> PROBLEM TO SOLVE
What is needed is an exact transcription of the line with "Where can the rippled" and all the lines that follow it in the entries below; add nothing else.

_ _ _ _

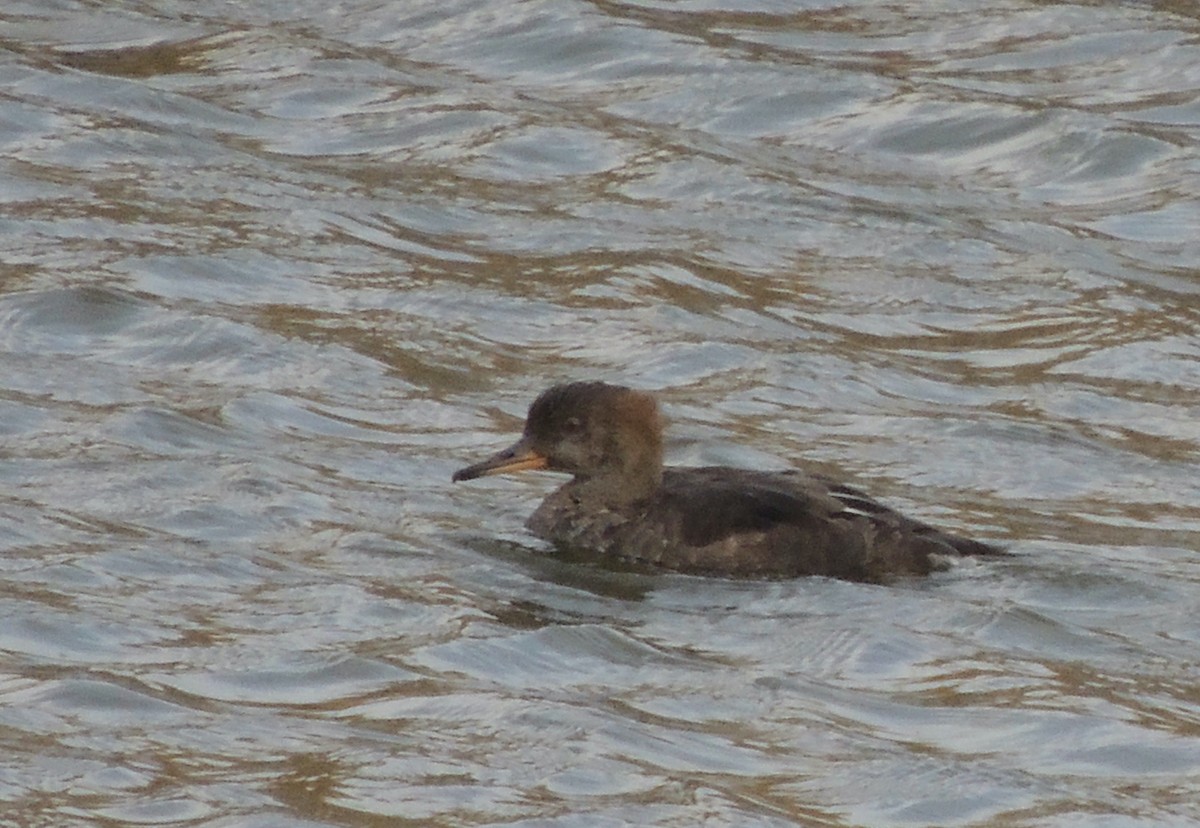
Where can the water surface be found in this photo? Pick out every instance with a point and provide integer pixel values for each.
(270, 274)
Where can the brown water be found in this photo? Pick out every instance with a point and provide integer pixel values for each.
(270, 271)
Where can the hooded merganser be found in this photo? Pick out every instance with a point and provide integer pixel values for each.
(623, 505)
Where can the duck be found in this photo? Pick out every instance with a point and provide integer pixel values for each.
(623, 507)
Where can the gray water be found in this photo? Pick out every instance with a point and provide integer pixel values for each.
(270, 271)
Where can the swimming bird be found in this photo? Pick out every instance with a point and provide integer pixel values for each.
(623, 505)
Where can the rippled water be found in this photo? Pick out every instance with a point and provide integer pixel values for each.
(270, 271)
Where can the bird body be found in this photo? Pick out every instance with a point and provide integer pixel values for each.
(623, 505)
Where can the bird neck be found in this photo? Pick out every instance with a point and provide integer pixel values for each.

_ _ _ _

> EXERCISE OUTPUT
Where can the rippled water be found in this photo? Pick out every instance with a point and provide integer pixel values for each.
(270, 271)
Where can the bird body be found in this photo? Pick out every instance with a point and provide integer pixel values for each.
(623, 505)
Where can the bird neck be found in this photo? Pick out every instance with a point and provide integer pixel values for each.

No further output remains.